Transforming Code into Beautiful, Idiomatic Python

Introduction

I accidentally came across to this video that Raymond Hettinger presented at PyCon US 2013. Even though this was back 6 years in the past, but I still managed to learn new things from it. In this talk, Raymon focuses on these three aspects:

  1. Replace traditional index manipulation with Python’s core looping idioms
  2. Learn advanced techniques with for-else caluses and the two argument form of iter()
  3. Improve your craftmanship and aim for clean, fast, idiomatic Python code

Note: the original presentation was presented in Python 2 but I am putting Python 3 version of it here.

List

Looping over a range of numbers

for i in [0, 1, 2, 3, 4, 5]:
    print(i**2)

Better

for i in range(6):
    print(i**2)

__What is being asked__.
Please rewrite the paragraph of the Python idioms article that starts "I accidentally came across," together with its numbered list, as a shorter bulleted list that keeps its main facts. The data that comes next is from a separate source, not from the Python idioms article.

__Entries__.
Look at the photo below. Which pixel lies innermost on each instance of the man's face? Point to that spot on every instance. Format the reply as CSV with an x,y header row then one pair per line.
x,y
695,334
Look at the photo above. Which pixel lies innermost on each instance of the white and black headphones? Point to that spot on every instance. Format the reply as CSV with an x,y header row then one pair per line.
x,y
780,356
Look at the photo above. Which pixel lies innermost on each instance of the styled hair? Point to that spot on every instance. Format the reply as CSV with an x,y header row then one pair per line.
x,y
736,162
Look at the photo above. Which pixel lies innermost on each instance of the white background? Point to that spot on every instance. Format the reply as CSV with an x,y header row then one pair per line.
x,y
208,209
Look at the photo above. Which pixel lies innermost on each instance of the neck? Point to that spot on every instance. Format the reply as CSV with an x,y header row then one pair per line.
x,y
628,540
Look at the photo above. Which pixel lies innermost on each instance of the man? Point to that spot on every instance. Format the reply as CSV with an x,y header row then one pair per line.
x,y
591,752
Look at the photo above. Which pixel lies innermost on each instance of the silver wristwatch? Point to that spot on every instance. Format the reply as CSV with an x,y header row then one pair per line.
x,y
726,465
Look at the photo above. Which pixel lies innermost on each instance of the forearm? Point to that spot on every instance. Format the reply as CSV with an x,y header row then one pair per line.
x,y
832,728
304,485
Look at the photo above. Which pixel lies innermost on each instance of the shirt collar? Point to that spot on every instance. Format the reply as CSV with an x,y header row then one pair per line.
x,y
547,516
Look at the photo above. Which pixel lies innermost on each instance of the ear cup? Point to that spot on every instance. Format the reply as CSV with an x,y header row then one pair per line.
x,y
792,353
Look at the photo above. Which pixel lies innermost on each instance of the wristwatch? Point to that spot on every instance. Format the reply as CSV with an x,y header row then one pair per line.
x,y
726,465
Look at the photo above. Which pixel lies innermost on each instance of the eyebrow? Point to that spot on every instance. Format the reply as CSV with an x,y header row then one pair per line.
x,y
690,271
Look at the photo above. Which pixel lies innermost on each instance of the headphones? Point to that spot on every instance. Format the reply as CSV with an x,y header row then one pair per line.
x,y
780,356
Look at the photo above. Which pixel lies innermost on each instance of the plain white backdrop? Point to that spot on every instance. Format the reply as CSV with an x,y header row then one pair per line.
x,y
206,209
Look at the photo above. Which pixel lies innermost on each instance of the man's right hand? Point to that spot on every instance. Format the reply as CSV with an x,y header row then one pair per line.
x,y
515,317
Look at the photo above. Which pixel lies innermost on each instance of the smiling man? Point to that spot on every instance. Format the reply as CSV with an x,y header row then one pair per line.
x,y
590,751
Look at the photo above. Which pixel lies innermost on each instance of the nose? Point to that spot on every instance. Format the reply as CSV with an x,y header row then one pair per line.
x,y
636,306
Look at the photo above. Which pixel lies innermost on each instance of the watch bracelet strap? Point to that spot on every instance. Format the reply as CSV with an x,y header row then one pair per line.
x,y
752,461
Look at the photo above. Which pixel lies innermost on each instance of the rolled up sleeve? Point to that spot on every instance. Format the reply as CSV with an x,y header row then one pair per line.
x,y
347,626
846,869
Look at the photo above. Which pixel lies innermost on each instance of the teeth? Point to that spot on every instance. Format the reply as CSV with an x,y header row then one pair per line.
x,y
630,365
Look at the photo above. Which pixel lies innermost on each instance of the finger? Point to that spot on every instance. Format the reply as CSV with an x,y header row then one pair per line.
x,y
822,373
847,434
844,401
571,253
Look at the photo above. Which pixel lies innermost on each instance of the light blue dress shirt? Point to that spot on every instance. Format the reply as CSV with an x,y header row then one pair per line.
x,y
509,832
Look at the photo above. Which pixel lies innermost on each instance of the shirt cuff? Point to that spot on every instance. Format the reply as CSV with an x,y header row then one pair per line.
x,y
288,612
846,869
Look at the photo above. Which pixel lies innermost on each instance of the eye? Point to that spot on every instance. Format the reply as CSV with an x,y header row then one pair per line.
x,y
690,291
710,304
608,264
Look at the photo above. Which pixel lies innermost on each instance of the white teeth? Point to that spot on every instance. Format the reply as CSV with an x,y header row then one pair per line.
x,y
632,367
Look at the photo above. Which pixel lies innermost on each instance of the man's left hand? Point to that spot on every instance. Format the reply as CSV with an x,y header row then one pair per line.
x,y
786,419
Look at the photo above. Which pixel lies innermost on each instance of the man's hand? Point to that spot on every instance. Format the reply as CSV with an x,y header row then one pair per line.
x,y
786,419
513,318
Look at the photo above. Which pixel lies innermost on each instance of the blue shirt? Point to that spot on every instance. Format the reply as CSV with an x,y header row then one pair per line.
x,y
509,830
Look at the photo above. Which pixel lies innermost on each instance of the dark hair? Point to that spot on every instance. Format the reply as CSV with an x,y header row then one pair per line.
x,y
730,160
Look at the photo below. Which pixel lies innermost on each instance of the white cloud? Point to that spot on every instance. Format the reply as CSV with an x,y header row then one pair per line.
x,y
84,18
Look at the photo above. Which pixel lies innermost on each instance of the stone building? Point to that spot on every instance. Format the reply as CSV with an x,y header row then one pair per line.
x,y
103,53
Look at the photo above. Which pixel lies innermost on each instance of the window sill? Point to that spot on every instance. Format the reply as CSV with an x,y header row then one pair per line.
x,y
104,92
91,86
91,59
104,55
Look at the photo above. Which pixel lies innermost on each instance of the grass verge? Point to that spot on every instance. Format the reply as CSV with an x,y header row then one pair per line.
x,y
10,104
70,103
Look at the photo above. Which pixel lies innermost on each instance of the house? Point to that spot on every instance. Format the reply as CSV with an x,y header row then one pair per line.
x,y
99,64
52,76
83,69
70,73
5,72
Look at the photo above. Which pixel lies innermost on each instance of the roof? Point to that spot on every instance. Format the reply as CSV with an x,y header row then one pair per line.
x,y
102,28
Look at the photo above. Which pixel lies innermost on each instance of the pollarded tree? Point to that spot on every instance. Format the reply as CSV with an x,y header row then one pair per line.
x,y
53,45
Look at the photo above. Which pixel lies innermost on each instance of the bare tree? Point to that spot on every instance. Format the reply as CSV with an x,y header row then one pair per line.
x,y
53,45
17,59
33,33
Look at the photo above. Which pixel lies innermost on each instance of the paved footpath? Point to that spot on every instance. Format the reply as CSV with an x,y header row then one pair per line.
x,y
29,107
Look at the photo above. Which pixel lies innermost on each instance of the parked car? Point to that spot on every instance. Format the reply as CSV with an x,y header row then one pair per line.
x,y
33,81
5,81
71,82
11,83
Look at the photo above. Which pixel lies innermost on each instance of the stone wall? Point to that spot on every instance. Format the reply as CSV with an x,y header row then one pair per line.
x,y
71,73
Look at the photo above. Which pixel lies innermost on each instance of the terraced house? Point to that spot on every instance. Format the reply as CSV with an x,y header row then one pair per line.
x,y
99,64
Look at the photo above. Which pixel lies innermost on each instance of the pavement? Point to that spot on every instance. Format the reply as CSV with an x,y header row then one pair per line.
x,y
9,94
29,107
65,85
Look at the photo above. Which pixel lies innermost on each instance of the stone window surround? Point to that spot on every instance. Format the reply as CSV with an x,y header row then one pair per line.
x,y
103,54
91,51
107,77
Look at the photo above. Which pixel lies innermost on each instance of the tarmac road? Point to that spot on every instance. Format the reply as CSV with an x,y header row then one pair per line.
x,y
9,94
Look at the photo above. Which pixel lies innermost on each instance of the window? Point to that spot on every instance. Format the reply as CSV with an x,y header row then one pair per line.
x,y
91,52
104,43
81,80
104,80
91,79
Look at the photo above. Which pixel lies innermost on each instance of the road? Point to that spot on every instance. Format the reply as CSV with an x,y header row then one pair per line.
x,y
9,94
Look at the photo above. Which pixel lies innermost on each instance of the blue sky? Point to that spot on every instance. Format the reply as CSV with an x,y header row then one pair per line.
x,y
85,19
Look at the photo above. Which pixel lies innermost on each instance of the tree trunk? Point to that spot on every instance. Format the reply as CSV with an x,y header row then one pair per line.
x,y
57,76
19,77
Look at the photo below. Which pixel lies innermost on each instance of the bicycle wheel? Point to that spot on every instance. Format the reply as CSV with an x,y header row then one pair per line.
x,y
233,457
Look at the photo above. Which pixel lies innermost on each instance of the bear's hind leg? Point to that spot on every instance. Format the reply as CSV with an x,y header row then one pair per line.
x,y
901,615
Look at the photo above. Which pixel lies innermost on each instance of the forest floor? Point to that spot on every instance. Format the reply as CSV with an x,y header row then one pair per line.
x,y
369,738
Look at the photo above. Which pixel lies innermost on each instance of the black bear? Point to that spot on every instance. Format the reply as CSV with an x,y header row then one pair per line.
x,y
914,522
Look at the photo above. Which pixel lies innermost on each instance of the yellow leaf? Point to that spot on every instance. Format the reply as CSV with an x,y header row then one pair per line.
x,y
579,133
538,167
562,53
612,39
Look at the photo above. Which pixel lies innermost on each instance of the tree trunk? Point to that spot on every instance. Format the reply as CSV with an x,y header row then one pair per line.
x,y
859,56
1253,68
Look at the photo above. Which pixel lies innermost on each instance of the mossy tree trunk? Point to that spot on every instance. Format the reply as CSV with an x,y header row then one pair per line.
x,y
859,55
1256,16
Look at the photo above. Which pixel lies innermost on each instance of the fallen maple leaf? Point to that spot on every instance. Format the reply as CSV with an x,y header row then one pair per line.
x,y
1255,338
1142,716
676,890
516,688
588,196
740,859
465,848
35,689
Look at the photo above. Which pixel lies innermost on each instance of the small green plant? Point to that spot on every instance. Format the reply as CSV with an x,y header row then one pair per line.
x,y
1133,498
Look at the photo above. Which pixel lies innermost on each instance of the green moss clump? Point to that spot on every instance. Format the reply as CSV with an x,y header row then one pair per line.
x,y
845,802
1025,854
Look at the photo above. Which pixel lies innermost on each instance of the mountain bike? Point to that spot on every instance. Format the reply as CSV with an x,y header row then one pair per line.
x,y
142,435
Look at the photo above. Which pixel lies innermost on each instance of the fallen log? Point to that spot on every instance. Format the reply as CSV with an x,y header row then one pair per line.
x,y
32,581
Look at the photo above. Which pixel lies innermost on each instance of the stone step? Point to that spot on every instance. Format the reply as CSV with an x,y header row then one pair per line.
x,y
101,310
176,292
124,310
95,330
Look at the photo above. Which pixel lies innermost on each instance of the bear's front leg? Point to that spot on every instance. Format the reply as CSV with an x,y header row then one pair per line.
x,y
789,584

__Problem solution__.
- The source is a video of a talk Raymond Hettinger gave at PyCon US 2013.
- The video was found by accident and still taught new things six years later.
- The talk focuses on three aspects:
  - replacing traditional index manipulation with Python's core looping idioms
  - advanced techniques using for-else clauses and the two-argument form of iter()
  - better craftsmanship, aiming for clean, fast, idiomatic Python code